* Exercise objective *
Please set down every line of the items below without changing anything.

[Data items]
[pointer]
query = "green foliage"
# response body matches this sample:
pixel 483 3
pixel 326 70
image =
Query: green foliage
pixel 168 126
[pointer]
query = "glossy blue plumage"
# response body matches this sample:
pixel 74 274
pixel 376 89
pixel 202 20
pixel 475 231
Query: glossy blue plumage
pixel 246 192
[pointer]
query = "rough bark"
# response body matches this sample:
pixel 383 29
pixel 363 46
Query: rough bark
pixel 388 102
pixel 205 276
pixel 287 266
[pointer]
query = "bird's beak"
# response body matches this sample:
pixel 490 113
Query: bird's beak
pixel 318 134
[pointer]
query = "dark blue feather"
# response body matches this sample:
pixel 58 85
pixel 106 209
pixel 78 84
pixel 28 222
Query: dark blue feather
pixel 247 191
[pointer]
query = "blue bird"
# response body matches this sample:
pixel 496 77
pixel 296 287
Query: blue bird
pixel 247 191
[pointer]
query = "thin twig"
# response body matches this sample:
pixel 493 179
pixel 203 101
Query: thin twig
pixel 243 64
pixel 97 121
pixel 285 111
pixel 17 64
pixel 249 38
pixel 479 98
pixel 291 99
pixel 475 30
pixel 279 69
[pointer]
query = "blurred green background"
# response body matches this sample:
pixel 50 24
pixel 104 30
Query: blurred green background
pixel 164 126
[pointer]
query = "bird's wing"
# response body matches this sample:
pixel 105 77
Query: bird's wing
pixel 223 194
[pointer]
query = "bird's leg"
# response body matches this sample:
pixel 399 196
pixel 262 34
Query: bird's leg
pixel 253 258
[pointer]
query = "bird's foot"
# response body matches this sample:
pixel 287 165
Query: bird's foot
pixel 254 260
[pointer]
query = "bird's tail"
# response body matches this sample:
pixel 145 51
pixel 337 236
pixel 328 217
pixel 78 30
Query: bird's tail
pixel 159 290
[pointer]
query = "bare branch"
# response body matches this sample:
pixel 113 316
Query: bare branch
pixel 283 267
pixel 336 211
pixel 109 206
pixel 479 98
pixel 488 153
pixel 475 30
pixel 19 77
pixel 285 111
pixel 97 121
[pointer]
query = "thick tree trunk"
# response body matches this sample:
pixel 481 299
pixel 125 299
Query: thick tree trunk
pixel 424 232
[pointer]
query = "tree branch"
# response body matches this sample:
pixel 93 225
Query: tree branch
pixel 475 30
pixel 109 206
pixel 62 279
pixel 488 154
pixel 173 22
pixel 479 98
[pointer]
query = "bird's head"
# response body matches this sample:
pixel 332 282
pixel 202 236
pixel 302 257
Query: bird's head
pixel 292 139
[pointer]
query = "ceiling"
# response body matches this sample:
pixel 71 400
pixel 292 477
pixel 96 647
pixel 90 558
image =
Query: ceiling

* Problem solution *
[pointer]
query = "green foliage"
# response body matches this sample:
pixel 483 3
pixel 326 70
image =
Query: green foliage
pixel 168 126
[pointer]
query = "glossy blue plumage"
# response body matches this sample:
pixel 74 274
pixel 376 89
pixel 202 20
pixel 475 231
Query: glossy blue plumage
pixel 246 192
[pointer]
query = "rough bark"
# response body matches this sample:
pixel 383 29
pixel 363 46
Query: rough bark
pixel 388 102
pixel 205 276
pixel 287 266
[pointer]
query = "bird's beak"
# response body matches this sample:
pixel 490 113
Query: bird's beak
pixel 318 134
[pointer]
query = "dark blue feather"
# response body matches this sample:
pixel 58 85
pixel 106 209
pixel 78 84
pixel 28 222
Query: dark blue feather
pixel 247 191
[pointer]
query = "blue bird"
# response body matches this sample:
pixel 496 77
pixel 296 287
Query: blue bird
pixel 247 191
[pointer]
query = "thin twig"
# response body matches this sample:
pixel 493 179
pixel 203 101
Query: thin twig
pixel 243 64
pixel 97 121
pixel 285 111
pixel 17 64
pixel 249 38
pixel 479 98
pixel 291 99
pixel 475 30
pixel 279 69
[pointer]
query = "blurred green background"
# response body matches this sample:
pixel 50 24
pixel 104 30
Query: blurred green background
pixel 164 126
[pointer]
query = "bird's wing"
# response body matches this sample:
pixel 105 77
Query: bird's wing
pixel 223 194
[pointer]
query = "bird's leg"
# response body matches this sample:
pixel 399 196
pixel 262 34
Query: bird's leg
pixel 253 258
[pointer]
query = "bird's foot"
# response body matches this sample:
pixel 287 165
Query: bird's foot
pixel 254 260
[pointer]
query = "bird's tail"
# response body matches this sample:
pixel 145 51
pixel 337 236
pixel 328 217
pixel 78 30
Query: bird's tail
pixel 159 290
[pointer]
query = "bare branch"
# response body matches this sample:
pixel 113 316
Query: bare branch
pixel 283 267
pixel 336 211
pixel 109 206
pixel 479 98
pixel 488 153
pixel 475 30
pixel 19 77
pixel 285 111
pixel 97 121
[pointer]
query = "thick tree trunk"
# response body matches this sample:
pixel 481 299
pixel 125 299
Query: thick tree trunk
pixel 424 232
[pointer]
query = "tree branch"
# response body matches this sample:
pixel 93 225
Query: tree branch
pixel 475 30
pixel 109 206
pixel 62 279
pixel 488 154
pixel 173 22
pixel 479 98
[pointer]
query = "bird's head"
# response body matches this sample:
pixel 332 282
pixel 202 236
pixel 302 257
Query: bird's head
pixel 292 139
[pointer]
query = "ceiling"
# response body matches this sample:
pixel 71 400
pixel 292 477
pixel 96 647
pixel 90 558
image =
Query: ceiling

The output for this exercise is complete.